ASSIGNMENT – Among the entries below, tally the lines that include "sidewalk", and give the number alone.

· · ·

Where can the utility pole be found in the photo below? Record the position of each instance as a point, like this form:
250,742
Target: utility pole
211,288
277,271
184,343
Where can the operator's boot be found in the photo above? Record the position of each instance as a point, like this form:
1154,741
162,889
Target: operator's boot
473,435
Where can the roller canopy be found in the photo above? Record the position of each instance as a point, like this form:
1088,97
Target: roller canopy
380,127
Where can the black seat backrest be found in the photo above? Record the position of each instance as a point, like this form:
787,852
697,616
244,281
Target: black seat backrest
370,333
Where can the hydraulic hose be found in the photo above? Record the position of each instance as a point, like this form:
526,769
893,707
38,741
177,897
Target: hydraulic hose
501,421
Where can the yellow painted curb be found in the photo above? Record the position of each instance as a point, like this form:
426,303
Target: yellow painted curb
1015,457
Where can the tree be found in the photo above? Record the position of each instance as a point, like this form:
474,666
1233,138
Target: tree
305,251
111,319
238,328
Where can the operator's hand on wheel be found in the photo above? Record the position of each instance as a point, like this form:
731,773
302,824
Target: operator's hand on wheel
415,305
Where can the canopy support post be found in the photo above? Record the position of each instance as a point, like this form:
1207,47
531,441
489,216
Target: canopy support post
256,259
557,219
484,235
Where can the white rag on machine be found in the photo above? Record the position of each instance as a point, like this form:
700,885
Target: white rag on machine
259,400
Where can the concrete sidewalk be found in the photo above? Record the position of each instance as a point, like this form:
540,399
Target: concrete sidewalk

· · ·

WRITTEN REPLY – 2